§ **Exercise text**
━━━━━━━━━━

Martin’s decision to leave the Detroit organization did not come easily, but the Rangers posting appealed to the Connecticut native.

“I really believed in [Drury’s] vision for the team, how he wanted to build a team, and what he wanted to do here in New York,” Martin recalled. “And to me that was the attractive thing. It was a tough decision, but it’s been a great move for me personally and professionally.”

For years Grand Rapids has blended consistent player development with a strong winning culture. Martin wants that same mix in Hartford, where the Wolf Pack are trying to go to the Calder Cup Playoffs for the first time since 2015. After a 5-2 win Saturday night in Belleville, the Wolf Pack (28-20-5-2, .573) are fourth in the Atlantic Division.

They already have a strong development framework established in Hartford. The Rangers are positioned to make a trip to the Stanley Cup Playoffs thanks to key contributions from several recent Wolf Pack products. Defenseman Braden Schneider is the latest Hartford graduate to find a place with the Rangers, joining defensemen Ryan Lindgren and Libor Hajek, forward Filip Chytil, and goaltenders Igor Shesterkin and Alexandar Georgiev. Prospects Morgan Barron, Nils Lundkvist, Tim Gettinger, and Zac Jones have split their seasons between Hartford and New York, and Wolf Pack captain Jonny Brodzinski is also on recall to the Rangers amid an outstanding AHL season that earned him a new two-year contract March 1.

Martin’s spring will be even busier after USA Hockey recently named him its general manager for the IIHF World Championship. Along with his responsibilities in New York and Hartford, this new post will charge Martin with building a roster for the May tournament. For Martin, the opportunity builds on his work with USA Hockey’s entries at the IIHF World Junior Championship that have included gold medals in 2013, 2017, and 2021.

Martin can apply lessons learned from the AHL to Team USA this spring.

“This goes back to one of the things that I love about my job, [which] is team building and assembling a roster and working with the coach to put those pieces in place,” Martin said.

An AHL roster starts with a certain number of prospects, most of them taken in the NHL Draft. But surrounding that young talent with the right experience is where someone like Martin steps into the process, whether that is signing players during the offseason or adding a key veteran for a run to the Calder Cup Playoffs. Martin also works closely with Rangers director of pro scouting Kevin Maxwell throughout the season.

“You’ve got to put pieces around [the prospects],” Martin said. “So you work…and you try to find some good players and fill different roles.

“I certainly can’t take all the credit, and I would never take all the credit for those Calder Cups. It’s the pro scouts that spend time out on the road and find guys that can be really good players. It’s our amateur scouts that might find [college or junior talent] that’s going to come in and fill a role. It’s the coaching staff that helps these guys. It’s our player development staff.”

Whether it is a summer signing or perhaps a late-season move to fortify the roster, veteran players must meet certain criteria to play for the Wolf Pack.

“They’ve got to set a standard of how to be a great pro,” Martin stressed. “To me the players are not just paid for goals and assists. It’s how they live off the ice. It’s how they train. It’s how they show up to the rink every day. They’re a pro, they’re on time for meetings, they’re professional, and what they look like when they go on a road trip. It’s all those little things that [when] we put our prospects down there, we want them to develop.

“You hire great coaches, and you trust in them the ability to develop these players, but the vets are so important down there to set the standard on how they’re going to compete, how they’re going to work every day, what they’re going to have to do to win.”

━━━━━━━━━━

§ **Data**
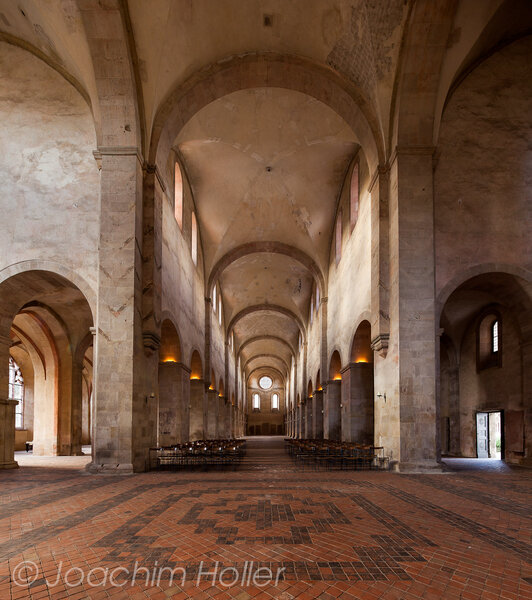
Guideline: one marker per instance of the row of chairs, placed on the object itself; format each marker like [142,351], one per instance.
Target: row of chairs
[199,454]
[329,454]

━━━━━━━━━━

§ **Problems to work on**
a) Extract the passage of the Wolf Pack article that starts at "Martin can apply" and ends at "throughout the season.".
b) According to the Wolf Pack article, what role did USA Hockey recently name Martin to?
c) Translate this sentence from the Wolf Pack article into Spanish: "Martin can apply lessons learned from the AHL to Team USA this spring."

§ **Answers below**
a)
Martin can apply lessons learned from the AHL to Team USA this spring.

“This goes back to one of the things that I love about my job, [which] is team building and assembling a roster and working with the coach to put those pieces in place,” Martin said.

An AHL roster starts with a certain number of prospects, most of them taken in the NHL Draft. But surrounding that young talent with the right experience is where someone like Martin steps into the process, whether that is signing players during the offseason or adding a key veteran for a run to the Calder Cup Playoffs. Martin also works closely with Rangers director of pro scouting Kevin Maxwell throughout the season.

b) General manager for the IIHF World Championship.

c) Martin puede aplicar al Team USA esta primavera las lecciones aprendidas en la AHL.